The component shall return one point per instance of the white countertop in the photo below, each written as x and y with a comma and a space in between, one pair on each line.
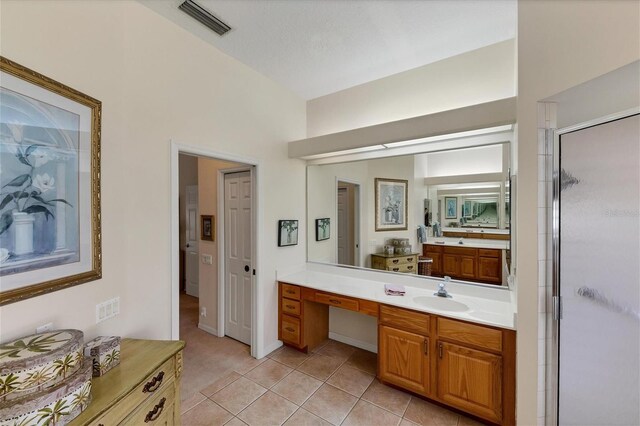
469, 242
487, 304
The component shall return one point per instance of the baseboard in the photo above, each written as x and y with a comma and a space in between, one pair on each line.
208, 329
354, 342
272, 347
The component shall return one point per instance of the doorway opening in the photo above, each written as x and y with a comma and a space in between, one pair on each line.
347, 215
214, 248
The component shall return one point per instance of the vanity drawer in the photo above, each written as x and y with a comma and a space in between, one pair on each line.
488, 253
337, 301
405, 318
290, 329
291, 291
401, 260
461, 251
290, 306
403, 268
477, 335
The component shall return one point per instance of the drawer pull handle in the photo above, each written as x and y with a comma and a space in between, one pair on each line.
155, 413
154, 383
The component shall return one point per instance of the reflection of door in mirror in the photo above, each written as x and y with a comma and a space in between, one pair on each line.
347, 217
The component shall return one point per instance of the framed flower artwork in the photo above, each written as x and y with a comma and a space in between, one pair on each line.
49, 185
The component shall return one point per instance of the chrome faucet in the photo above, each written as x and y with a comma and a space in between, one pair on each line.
442, 291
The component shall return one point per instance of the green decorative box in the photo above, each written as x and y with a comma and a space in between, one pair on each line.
104, 352
34, 363
56, 405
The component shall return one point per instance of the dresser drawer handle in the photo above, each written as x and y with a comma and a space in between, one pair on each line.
154, 383
155, 413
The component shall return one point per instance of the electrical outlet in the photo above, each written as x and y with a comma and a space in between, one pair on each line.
44, 328
108, 309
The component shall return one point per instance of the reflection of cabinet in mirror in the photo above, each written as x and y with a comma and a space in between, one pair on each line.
465, 263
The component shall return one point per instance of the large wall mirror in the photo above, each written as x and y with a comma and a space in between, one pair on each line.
458, 213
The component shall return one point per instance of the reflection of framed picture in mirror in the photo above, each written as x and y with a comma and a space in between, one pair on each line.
50, 204
450, 207
323, 230
287, 233
207, 228
391, 204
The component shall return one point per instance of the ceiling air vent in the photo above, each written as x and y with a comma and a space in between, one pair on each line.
205, 17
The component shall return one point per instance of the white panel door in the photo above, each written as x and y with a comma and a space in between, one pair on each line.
191, 241
599, 343
238, 265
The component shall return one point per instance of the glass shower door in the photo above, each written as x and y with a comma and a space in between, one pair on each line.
599, 274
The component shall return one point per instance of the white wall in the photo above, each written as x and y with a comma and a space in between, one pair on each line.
483, 75
156, 82
560, 45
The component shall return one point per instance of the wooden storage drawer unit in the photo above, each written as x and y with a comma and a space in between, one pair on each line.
149, 371
472, 334
337, 301
289, 306
291, 291
290, 329
404, 318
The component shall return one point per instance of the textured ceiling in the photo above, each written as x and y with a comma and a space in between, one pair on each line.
317, 47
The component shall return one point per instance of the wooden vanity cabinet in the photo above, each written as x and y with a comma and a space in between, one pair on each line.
403, 349
464, 365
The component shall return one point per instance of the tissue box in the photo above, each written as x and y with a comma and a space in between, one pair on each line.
104, 352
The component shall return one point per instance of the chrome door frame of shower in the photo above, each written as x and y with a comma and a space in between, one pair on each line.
555, 302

+-------+

Instruction>
Return, word for word, each line from the line that contains "the wooden vanity" to the end of the listing above; include both end lines and nothing else.

Reply>
The component shall return one point per instance of the wooden vanity cabinet in the photo above, each written as x and y with a comma and a space in between, one pair on each line.
403, 349
464, 365
The component shall return one point per instance of the tissue box in the photo above, each written as x and y with a comma and a space in between, one pair on each line.
104, 352
The component shall return one point per instance of the chrome door frame of shower in the photo above, each written as x and y with a comma and a space in between, one pair on each line.
555, 302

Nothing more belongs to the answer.